■ Exercise aim: Please output the data below line for line, without changing anything.

■ Information shown:

- - - -

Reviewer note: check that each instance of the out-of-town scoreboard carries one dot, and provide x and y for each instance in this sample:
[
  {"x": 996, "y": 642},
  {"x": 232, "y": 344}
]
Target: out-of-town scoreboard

- - - -

■ Task result:
Reviewer note: check that each instance of the out-of-town scoreboard carries one dot, and provide x and y for each instance in this sample:
[
  {"x": 996, "y": 642},
  {"x": 232, "y": 344}
]
Target: out-of-town scoreboard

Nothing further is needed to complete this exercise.